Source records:
■ ■ ■
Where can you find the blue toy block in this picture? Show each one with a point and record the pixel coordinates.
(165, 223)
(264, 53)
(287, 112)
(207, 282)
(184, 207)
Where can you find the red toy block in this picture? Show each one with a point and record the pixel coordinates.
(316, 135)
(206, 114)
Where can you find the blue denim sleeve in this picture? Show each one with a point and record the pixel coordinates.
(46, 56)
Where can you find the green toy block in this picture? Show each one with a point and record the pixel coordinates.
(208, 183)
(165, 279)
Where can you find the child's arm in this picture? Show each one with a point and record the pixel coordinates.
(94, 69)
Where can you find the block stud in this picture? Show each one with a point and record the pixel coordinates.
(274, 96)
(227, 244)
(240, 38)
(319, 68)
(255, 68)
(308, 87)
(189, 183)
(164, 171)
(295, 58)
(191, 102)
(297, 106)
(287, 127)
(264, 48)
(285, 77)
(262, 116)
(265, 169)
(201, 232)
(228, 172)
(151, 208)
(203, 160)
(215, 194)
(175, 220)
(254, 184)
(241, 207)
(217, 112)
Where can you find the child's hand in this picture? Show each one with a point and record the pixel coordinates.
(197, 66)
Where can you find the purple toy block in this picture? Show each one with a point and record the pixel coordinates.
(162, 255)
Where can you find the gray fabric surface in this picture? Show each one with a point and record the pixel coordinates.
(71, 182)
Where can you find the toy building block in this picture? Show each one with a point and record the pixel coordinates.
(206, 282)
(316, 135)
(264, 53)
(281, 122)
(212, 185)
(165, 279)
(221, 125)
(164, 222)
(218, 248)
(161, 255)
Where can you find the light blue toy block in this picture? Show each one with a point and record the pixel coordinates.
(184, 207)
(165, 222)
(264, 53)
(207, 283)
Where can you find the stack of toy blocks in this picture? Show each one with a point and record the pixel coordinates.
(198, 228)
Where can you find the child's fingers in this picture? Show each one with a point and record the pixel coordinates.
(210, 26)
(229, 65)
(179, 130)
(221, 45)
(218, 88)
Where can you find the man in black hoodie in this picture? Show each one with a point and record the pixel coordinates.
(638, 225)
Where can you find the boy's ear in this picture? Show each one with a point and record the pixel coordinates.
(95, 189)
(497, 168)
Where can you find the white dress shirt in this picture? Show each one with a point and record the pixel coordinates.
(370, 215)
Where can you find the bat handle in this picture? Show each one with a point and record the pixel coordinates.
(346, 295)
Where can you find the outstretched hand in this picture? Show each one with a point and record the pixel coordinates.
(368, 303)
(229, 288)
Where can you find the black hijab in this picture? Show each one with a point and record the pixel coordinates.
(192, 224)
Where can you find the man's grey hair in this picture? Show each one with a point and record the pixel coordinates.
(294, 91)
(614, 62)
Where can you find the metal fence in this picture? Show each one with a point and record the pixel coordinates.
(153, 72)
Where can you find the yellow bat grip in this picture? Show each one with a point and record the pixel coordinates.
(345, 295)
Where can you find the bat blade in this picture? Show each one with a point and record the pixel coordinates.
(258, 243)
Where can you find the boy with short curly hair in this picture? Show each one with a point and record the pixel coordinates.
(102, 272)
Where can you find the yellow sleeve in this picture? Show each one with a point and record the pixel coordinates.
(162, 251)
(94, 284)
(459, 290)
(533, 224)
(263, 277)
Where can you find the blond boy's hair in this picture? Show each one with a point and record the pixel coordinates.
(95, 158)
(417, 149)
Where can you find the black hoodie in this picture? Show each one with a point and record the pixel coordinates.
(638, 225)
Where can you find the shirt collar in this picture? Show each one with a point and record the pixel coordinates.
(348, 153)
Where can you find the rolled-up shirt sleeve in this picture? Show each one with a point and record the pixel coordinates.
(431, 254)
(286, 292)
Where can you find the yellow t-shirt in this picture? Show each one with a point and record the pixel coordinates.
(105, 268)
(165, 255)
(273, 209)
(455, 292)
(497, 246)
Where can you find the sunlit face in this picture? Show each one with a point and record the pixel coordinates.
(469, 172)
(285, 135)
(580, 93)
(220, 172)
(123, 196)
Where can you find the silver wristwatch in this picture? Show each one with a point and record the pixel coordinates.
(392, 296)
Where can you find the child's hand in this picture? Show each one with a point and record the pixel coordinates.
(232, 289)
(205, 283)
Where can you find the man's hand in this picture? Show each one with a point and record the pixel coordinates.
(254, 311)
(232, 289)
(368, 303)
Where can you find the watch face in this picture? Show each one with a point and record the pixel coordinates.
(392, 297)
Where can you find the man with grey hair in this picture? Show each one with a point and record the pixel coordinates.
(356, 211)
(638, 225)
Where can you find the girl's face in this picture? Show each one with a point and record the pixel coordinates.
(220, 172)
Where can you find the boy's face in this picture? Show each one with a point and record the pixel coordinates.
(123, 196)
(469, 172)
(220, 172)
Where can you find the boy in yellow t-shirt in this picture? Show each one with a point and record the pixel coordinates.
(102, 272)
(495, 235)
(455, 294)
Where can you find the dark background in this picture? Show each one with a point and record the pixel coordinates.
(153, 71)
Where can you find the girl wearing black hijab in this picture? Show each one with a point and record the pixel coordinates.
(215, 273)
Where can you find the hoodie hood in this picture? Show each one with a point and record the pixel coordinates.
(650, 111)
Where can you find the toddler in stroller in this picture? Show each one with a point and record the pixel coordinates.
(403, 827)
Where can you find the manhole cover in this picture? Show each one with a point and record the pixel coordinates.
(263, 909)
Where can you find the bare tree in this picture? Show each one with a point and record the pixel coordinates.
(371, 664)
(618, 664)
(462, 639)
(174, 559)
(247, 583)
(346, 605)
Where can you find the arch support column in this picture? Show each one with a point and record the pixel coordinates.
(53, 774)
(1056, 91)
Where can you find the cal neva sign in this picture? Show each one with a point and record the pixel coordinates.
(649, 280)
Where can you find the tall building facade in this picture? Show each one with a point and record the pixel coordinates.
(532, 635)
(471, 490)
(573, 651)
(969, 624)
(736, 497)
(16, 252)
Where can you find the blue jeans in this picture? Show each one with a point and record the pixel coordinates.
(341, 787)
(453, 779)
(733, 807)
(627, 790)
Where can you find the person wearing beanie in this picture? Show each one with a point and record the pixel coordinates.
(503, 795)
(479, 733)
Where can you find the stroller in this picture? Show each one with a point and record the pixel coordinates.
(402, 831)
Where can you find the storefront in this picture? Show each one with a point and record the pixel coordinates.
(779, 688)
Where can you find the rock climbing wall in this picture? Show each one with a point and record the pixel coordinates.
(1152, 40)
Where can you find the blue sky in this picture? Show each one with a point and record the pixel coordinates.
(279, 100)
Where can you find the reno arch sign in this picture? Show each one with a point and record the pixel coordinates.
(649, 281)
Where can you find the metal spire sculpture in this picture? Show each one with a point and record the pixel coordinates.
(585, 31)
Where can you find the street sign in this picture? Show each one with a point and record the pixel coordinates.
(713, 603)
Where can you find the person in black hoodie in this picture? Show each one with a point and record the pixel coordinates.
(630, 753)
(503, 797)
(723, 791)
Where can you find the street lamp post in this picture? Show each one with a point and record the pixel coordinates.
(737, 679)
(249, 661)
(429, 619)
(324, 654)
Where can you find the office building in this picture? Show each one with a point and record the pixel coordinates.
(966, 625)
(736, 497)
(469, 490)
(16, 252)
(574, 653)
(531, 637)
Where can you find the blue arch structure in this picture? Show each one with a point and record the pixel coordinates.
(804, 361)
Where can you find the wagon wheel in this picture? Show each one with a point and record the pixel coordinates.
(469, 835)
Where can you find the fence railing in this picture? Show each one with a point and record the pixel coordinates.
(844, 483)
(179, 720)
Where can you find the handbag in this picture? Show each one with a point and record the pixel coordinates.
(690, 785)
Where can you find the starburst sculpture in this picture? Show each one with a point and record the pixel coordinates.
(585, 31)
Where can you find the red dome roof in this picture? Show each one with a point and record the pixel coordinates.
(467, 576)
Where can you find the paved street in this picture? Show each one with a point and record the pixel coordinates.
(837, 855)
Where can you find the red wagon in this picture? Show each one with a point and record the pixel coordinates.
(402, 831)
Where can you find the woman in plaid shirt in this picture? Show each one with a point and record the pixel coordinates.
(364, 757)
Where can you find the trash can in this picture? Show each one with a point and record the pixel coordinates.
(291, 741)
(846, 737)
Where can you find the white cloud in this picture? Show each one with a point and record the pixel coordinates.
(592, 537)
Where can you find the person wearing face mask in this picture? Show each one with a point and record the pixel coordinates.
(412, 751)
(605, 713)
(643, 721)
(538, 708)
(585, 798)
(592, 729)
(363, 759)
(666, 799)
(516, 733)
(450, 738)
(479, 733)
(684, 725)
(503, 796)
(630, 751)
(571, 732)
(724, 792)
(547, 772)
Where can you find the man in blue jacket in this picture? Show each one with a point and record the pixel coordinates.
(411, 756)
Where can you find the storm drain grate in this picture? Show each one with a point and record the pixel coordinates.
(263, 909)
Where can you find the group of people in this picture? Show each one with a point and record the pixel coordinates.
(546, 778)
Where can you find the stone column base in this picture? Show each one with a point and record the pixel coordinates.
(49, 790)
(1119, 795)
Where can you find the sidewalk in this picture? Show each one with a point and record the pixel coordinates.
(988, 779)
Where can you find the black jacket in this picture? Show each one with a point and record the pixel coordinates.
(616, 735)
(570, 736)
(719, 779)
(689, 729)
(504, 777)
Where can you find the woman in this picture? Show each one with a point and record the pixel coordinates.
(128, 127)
■ ■ ■
Only the lines from the one containing "Where can you find the man in blue" through the last line of the records are to be set down, exactly as they appear.

**Answer for the task**
Where can you find the man in blue jacket in this picture? Show each one with a point and record the pixel coordinates.
(411, 756)
Where can you find the storm drain grate in this picture? Show each one with a point and record the pixel coordinates.
(263, 909)
Where can you find the group of people in this picture? Show each one with a point and record the pixel coordinates.
(546, 778)
Where can you find the stone column base in this picture? Show each one with a point and record the pixel coordinates.
(49, 790)
(1119, 795)
Where can you find the sidewalk in this picture? Show each one with a point and record the pixel coordinates.
(988, 779)
Where can you find the black jacket in this picture? Show each one with a point and record the pixel coordinates.
(616, 735)
(570, 736)
(719, 779)
(689, 729)
(504, 777)
Where can you find the woman in this picture? Show each one with a point and record the pixel coordinates.
(128, 127)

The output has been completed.